━━━ Excerpted text ━━━
Now, if/when you run into problems. Check a couple of things. If you get that inevitable "premature end of script headers" then go to /etc/php4/php.ini and unset the doc_root. (You've no idea how long it took me to figure that one out.) Also, take a look at the logfile and  error_logging stuff, it'll quickly help you track down problems. Likewise /var/log/apache/suexec_log is your friend.

----------

## kip

you guys never heard of suphp(.org)? works great for me  :Smile: 

----------

## Xepher

Hmm... That might've been much simpler had I heard of it back then. Looking at suphp.org though, it really doesn't look any different from the normal su_exec module, save that it calls the php interpreter only... You still have to get a cgi build of php though, but I think it's finally in portage now. The misc-binary support does pretty much the same thing as suphp, when combined with su_exec, and keeps you from having to keep yet another package up to date. Is there some functionality that makes it better than the solution I suggested? (Aside from possible ease of installation.)

----------

## alain-

 *Xepher wrote:*   

> but I think it's finally in portage now

 Not really, or i am too dumb to find it. The "setuid root binary" sounds suspicious to me.

Anyways, the solution by Xepher is the cleanest, it seems. Nice would be an installation howto. This seems to be veery rare for php-cgi-environment

----------

## fleed

I think the cleanest solution is to use suphp. No messing about with either your existing php files or misc-binary. You really shouldn't need to change your kernel to run php securely!
━━━
Short exercise 1 >> In the PHP suexec thread, why does Xepher prefer misc-binary support with su_exec over suphp?
Short exercise 2 >> Extend the PHP suexec thread with the next post after fleed's reply.
━━━ Given material ━━━
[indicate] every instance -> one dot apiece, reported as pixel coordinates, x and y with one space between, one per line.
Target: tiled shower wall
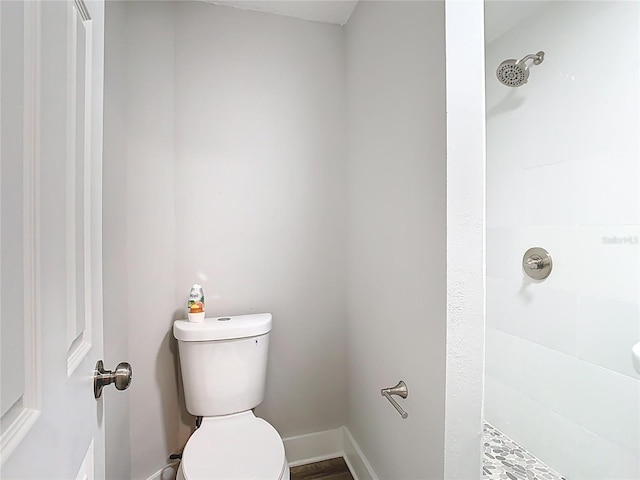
563 173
━━━
Exercise result 1 >> Combined with su_exec, misc-binary support does pretty much the same thing as suphp, and it keeps you from having to keep yet another package up to date.

Exercise result 2 >>
----------

## chutz

 *Xepher wrote:*   

> Next, I used the binfmt_misc trick to make php files executable, without the need for that pesky shebang #! ...

 

Dude, you totally rule. That hint is exactly what I was looking for (for a long time).

Recompiling the kernel is a non-issue. If I want to keep a secure php, I shouldn't really bother that much. For a reason unknown, I don't have a /proc/sys/fs/binfmt_misc directory, but who cares -- I can mount it anywhere (/var/run is a good place). Could be because I compiled it as a module (wanted to try it right away).

I don't like the idea of suphp, as it is yet another packages that may fail, and I have no idea how secure it is -- suexec has been around for a long time, no need to trust my server over to some unknown project.

If performance with CGI is an issue -- comment-out mod_cgi in your conf (it's preferred over mod_cgid with non-threaded mpms) and leave only mod_cgid. As mentioned here: http://php.net/manual/en/security.cgi-bin.php#49904 the performance of cgid + php-cgi is comparable to that of mod_php. I haven't benchmarked myself, but maybe later.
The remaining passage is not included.